| TASK BRIEF |
Switch every "Reviewer note" in the material below to "Annotator note" and leave all other text untouched.

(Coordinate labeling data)
══════════

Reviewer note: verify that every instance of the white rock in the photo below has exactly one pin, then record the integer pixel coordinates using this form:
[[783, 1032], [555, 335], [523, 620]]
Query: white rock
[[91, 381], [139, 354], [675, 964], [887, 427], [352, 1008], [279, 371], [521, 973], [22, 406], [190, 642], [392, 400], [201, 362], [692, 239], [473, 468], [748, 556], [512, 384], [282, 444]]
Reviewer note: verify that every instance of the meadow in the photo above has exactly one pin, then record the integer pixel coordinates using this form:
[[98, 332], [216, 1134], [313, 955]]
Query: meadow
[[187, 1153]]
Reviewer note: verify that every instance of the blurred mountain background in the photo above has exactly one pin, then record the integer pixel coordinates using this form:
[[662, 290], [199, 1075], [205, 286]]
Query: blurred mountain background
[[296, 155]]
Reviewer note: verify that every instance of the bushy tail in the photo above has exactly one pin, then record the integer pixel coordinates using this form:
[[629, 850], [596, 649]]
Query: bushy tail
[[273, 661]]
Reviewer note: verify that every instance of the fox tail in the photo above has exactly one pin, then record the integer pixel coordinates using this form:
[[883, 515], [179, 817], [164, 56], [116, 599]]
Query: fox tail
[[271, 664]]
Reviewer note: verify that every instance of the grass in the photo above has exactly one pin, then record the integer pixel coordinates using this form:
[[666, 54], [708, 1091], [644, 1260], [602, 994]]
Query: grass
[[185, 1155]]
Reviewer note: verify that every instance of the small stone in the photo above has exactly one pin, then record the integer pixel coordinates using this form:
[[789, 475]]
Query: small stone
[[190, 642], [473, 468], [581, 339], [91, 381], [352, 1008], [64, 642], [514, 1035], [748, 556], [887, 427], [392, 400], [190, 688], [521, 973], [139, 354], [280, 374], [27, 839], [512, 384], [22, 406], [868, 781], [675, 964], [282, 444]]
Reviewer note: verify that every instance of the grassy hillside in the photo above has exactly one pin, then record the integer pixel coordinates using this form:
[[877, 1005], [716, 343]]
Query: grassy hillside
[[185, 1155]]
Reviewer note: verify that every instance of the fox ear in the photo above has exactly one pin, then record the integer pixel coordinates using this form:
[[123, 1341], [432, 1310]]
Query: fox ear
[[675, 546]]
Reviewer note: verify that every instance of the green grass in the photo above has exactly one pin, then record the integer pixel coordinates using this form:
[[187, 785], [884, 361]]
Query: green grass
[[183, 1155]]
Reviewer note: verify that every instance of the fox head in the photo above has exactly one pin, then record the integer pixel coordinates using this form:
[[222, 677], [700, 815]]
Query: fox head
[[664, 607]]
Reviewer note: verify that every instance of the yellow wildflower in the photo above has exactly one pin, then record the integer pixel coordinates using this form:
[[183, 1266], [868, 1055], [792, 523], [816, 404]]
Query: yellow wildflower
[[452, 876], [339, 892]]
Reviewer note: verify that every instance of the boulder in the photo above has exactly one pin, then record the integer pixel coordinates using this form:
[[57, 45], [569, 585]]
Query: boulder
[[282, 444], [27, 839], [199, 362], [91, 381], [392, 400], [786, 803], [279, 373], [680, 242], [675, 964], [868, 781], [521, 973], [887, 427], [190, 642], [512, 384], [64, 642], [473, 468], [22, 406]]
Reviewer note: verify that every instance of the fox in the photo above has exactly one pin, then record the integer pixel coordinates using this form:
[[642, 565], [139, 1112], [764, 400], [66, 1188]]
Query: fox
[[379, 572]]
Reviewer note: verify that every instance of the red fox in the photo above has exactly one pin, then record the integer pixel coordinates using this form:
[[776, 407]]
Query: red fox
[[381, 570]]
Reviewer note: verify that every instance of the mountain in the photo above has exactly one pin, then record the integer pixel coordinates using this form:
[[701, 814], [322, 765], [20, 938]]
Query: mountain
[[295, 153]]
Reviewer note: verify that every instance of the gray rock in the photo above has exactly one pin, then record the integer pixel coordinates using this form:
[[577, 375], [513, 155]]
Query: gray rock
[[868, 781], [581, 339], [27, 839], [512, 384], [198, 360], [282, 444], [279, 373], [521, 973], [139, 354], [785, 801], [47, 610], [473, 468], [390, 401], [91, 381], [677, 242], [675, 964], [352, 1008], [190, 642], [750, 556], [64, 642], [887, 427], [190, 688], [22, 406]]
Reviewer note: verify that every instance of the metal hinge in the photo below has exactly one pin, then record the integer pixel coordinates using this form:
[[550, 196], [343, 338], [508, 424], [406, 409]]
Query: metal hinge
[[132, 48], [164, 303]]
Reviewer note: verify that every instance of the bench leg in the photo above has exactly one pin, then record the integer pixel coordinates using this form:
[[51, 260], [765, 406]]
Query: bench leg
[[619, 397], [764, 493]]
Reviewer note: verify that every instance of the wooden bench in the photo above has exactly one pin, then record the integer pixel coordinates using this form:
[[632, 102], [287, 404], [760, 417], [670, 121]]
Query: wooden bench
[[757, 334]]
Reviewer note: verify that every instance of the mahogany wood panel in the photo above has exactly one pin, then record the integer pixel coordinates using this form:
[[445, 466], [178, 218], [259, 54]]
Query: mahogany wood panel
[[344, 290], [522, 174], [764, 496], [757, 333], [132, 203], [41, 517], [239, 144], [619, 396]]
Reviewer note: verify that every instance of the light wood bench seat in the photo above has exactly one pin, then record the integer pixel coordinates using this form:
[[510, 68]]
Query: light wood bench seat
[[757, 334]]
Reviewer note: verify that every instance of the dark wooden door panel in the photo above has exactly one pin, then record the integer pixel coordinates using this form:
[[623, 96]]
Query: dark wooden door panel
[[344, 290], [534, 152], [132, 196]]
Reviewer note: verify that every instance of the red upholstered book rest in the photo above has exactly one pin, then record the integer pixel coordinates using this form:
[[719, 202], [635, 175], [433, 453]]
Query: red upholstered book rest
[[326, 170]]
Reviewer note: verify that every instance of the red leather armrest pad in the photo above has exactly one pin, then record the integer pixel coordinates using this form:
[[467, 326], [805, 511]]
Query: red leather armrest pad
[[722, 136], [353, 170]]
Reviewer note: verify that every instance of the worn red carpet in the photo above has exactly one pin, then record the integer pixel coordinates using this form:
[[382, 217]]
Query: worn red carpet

══════════

| RESULT BELOW |
Annotator note: verify that every instance of the white rock in the photo below has exactly one pin, then record the integer pixel coordinates using this form:
[[783, 1032], [555, 335], [523, 620]]
Query: white rock
[[91, 381], [139, 354], [675, 964], [887, 427], [352, 1008], [279, 371], [521, 973], [22, 406], [190, 642], [392, 400], [201, 362], [692, 239], [473, 468], [748, 556], [512, 384], [282, 444]]
Annotator note: verify that every instance of the meadow in the photo above has exactly one pin, then record the integer pixel coordinates using this form:
[[98, 332], [216, 1134], [313, 955]]
Query: meadow
[[187, 1153]]
Annotator note: verify that every instance of the blurred mountain background in the photo above has exactly one pin, then record the integer pixel coordinates using this form:
[[662, 290], [199, 1075], [205, 286]]
Query: blurred mountain background
[[296, 155]]
Annotator note: verify that every instance of the bushy tail in the photo above has exactly one pin, then record the integer pixel coordinates using this form:
[[629, 850], [596, 649]]
Query: bushy tail
[[273, 661]]
Annotator note: verify that every instance of the fox tail in the photo above has exactly one pin, then record the integer pixel coordinates using this form:
[[883, 515], [179, 817], [164, 56], [116, 599]]
Query: fox tail
[[271, 664]]
Annotator note: verify that every instance of the grass in the photo above has exactly one pin, then record the integer pixel coordinates using this form:
[[666, 54], [708, 1091], [644, 1260], [602, 994]]
Query: grass
[[185, 1155]]
Annotator note: verify that every instance of the small stone in the photo above has exactly one pin, then record the integer pixel coordinates using this form:
[[789, 475]]
Query: small stone
[[190, 642], [473, 468], [581, 339], [91, 381], [352, 1008], [64, 642], [514, 1035], [748, 556], [887, 427], [392, 400], [190, 688], [521, 973], [139, 354], [280, 374], [27, 839], [512, 384], [22, 406], [868, 781], [675, 964], [282, 444]]
Annotator note: verify that every instance of the grassy hillside in the photo above has exactly one pin, then record the integer pixel coordinates using this form:
[[877, 1005], [716, 343]]
Query: grassy hillside
[[185, 1155]]
Annotator note: verify that every instance of the fox ear in the photo above has exactly one pin, then record the integer pixel coordinates using this form:
[[123, 1341], [432, 1310]]
Query: fox ear
[[675, 546]]
Annotator note: verify that every instance of the green grass in the photo above has exactly one pin, then record the integer pixel coordinates using this form:
[[187, 785], [884, 361]]
Query: green grass
[[183, 1155]]
Annotator note: verify that every instance of the fox head in the photo above has exactly one pin, then record the integer pixel coordinates using this form:
[[222, 677], [700, 815]]
Query: fox head
[[664, 607]]
Annotator note: verify that every instance of the yellow wildflower in the photo above has exactly one pin, then record the integer pixel coordinates using this form:
[[183, 1266], [868, 1055], [792, 523], [816, 404]]
Query: yellow wildflower
[[452, 876], [339, 892]]
Annotator note: verify that every instance of the boulder in the photo above has exactly one pin, then record the integer pixel coordinates using this form:
[[57, 45], [569, 585]]
Query: boulder
[[282, 444], [27, 839], [199, 362], [91, 381], [392, 400], [786, 803], [279, 373], [680, 242], [675, 964], [868, 781], [521, 973], [887, 427], [190, 642], [512, 384], [64, 642], [473, 468], [22, 406]]
Annotator note: verify that every instance of the fox in the photo above has exactly one pin, then record the integer pixel coordinates using this form:
[[642, 565], [139, 1112], [764, 400], [66, 1188]]
Query: fox
[[379, 572]]
Annotator note: verify that every instance of the red fox in the photo above has exactly one pin, then record the integer pixel coordinates using this form:
[[776, 407]]
Query: red fox
[[381, 570]]
Annotator note: verify that every instance of the mountain in the photo above has exactly one pin, then record the integer pixel coordinates using this form:
[[701, 814], [322, 765], [20, 938]]
Query: mountain
[[295, 153]]
Annotator note: verify that every instance of the gray rock in the photo above has exactly one pin, then record the integer pixel coordinates using this form:
[[577, 375], [513, 155]]
Query: gray rock
[[868, 781], [581, 339], [27, 839], [512, 384], [198, 360], [282, 444], [279, 373], [521, 973], [139, 354], [785, 801], [47, 610], [473, 468], [390, 401], [91, 381], [677, 242], [675, 964], [352, 1008], [190, 642], [750, 556], [64, 642], [887, 427], [190, 688], [22, 406]]
Annotator note: verify that every instance of the metal hinge in the photo below has exactly one pin, then record the integer pixel coordinates using this form:
[[550, 196], [343, 338], [508, 424], [406, 409]]
Query: metal hinge
[[132, 48], [164, 303]]
Annotator note: verify that every instance of the bench leg in the photo above has exactly one pin, then record the integer pixel coordinates using this form:
[[51, 260], [765, 406]]
Query: bench leg
[[619, 397], [764, 493]]
Annotator note: verify that every instance of the wooden bench in the photo above has exactly one pin, then record the integer pixel coordinates using this form:
[[632, 102], [287, 404], [760, 417], [670, 121]]
Query: wooden bench
[[757, 334]]
Annotator note: verify that every instance of the mahogany wood panel in the photo above has exactly one pin, then record the integer pixel coordinates using this form:
[[445, 466], [178, 218], [259, 54]]
Query: mahogany wood panel
[[344, 290], [522, 174], [764, 496], [757, 333], [132, 203], [41, 517], [239, 144], [619, 396]]
Annotator note: verify that every instance of the light wood bench seat in the photo above has exactly one pin, then record the integer pixel coordinates using this form:
[[510, 68]]
Query: light wood bench seat
[[757, 334]]
Annotator note: verify that every instance of the dark wooden door panel in the photo above has exactly one pin, then record the integer pixel coordinates using this form:
[[623, 96]]
Query: dark wooden door panel
[[344, 290], [534, 152], [132, 196]]
Annotator note: verify that every instance of the red upholstered book rest in the photo above has exactly one pin, then record the integer pixel coordinates using this form:
[[719, 202], [635, 175], [433, 453]]
Query: red upholstered book rest
[[326, 170]]
Annotator note: verify that every instance of the red leather armrest pad in the photo above has exactly one pin, then record the integer pixel coordinates using this form:
[[467, 326], [805, 511]]
Query: red leather armrest pad
[[722, 136], [353, 170]]
Annotator note: verify that every instance of the worn red carpet in the photo above has exactly one pin, then record the integer pixel coordinates using this form:
[[382, 217]]
Query: worn red carpet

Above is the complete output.